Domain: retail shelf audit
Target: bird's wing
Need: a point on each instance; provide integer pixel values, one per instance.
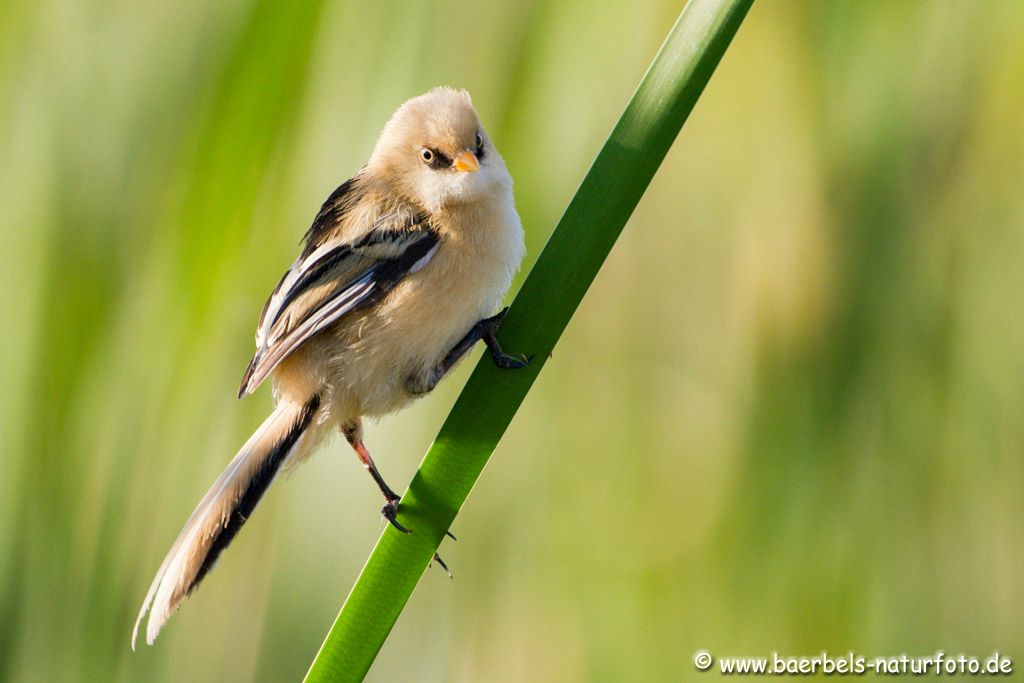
==
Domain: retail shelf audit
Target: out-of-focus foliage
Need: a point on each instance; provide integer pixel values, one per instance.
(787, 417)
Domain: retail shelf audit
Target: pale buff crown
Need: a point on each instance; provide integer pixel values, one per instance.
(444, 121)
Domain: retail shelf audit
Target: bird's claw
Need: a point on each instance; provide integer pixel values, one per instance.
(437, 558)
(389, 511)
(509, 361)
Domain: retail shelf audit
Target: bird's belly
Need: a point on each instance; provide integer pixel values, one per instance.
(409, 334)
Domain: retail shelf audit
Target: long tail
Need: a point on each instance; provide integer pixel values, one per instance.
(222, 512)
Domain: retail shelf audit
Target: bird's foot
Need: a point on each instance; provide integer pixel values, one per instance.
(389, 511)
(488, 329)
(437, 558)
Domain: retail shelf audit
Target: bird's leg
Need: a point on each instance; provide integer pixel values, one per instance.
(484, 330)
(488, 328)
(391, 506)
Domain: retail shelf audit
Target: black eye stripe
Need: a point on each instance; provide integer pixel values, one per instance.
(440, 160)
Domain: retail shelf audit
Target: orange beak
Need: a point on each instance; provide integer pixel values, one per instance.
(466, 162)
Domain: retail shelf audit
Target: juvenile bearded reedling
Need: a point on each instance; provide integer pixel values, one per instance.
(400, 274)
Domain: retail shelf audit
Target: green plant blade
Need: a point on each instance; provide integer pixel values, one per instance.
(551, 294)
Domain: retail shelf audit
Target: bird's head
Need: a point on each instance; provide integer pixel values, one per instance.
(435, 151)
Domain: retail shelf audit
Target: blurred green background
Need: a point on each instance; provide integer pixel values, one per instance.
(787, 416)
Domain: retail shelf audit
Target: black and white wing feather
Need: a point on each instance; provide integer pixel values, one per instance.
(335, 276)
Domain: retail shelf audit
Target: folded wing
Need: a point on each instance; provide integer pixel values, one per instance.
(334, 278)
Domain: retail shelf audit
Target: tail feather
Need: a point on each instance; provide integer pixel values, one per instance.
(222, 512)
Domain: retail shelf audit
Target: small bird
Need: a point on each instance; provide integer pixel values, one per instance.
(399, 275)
--
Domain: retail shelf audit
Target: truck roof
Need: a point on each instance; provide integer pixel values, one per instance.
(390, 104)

**Written exercise:**
How many lines in the records contain the string "green"? Give only the number.

**Problem solution:**
2